> _WRITTEN REQUEST 1_: Using the passage below on arsenic pigment degradation, decide whether each statement agrees with it: (a) conservators once thought degradation stayed concentrated where the pigment was, (b) the team used linseed oil as the binder in its recreated sample, (c) the team tested its sample at only a single humidity level. Answer yes or no for each, and quote the deciding words.
> _WRITTEN REQUEST 2_: Go on with the passage about arsenic pigment degradation below, starting from the point where it stops.
EXTRACT TO READ start
Additionally, they found that the arsenic species doesn't stay just where the artist used orpiment pigment. Conservators previously thought that degradation was concentrated at where the pigment was in a painting.
“This means that if you are a conservator, you have to not only look at where the arsenic pigment is, but in a large halo around the pigment,” Webb said.
Discovering that humidity could help degrade colors took a lot of trial and error, Webb said. First, the team recreated a sample of the arsenic pigment from scratch in the lab. Then they added egg yolk – a common pigment binder used by artists of the time – to the sample. They tested this egg-yolk sample under different humidity conditions in the lab and then compared their results with what they saw within the sample from de Heem’s yellow eglantine rose. That revealed that the arsenic species can spread after reacting with water in lab-grown samples and in paintings that are hundreds of years old.
EXTRACT TO READ end
ENTRIES PROVIDED start
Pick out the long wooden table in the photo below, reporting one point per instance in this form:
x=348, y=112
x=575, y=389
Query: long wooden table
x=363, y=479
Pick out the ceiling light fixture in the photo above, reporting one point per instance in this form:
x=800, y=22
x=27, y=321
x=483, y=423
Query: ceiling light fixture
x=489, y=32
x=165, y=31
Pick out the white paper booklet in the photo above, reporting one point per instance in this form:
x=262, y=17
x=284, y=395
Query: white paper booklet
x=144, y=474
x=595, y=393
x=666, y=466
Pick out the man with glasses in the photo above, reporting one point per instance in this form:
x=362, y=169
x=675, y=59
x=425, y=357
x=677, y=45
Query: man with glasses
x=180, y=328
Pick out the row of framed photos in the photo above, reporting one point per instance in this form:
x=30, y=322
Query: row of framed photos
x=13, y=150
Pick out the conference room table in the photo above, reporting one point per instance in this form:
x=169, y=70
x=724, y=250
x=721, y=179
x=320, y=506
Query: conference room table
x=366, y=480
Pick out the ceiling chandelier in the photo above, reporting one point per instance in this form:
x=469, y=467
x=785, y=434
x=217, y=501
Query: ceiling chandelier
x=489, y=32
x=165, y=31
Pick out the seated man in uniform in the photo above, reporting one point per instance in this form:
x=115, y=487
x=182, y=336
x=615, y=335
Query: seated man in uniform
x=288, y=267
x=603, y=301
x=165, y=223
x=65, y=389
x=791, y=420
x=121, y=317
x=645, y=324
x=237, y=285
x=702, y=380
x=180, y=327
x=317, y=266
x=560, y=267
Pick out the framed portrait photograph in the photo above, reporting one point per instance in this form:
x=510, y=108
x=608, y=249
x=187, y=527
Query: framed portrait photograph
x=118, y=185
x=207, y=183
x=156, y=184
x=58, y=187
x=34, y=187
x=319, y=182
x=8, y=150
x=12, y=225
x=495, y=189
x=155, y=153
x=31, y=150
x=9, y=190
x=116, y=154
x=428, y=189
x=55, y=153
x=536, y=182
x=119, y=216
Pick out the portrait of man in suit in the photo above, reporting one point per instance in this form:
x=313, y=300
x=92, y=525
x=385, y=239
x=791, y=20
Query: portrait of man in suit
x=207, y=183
ENTRIES PROVIDED end
> _REPLY 1_:
(a) Yes: "Conservators previously thought that degradation was concentrated at where the pigment was in a painting."
(b) No: "Then they added egg yolk – a common pigment binder used by artists of the time – to the sample."
(c) No: "They tested this egg-yolk sample under different humidity conditions in the lab"

> _REPLY 2_:
In the future, the team wants to understand in greater detail the interactions between light, including from experimental X-rays, and the pigments. This will help them understand all of the reactions between the pigments and the binders in a more complex setting and further help conservation efforts, Webb said. Additionally, the researchers would like to determine the precise range of humidity levels that allow the arsenic species to grow in the pigment.
SSRL is a DOE Office of Science user facility.
Citation: T. H. Broers, Webb, Nelson Weker, et al., Journal of The American Chemical Society 14 April 2023 (doi/10.1021/jacs.2c12271)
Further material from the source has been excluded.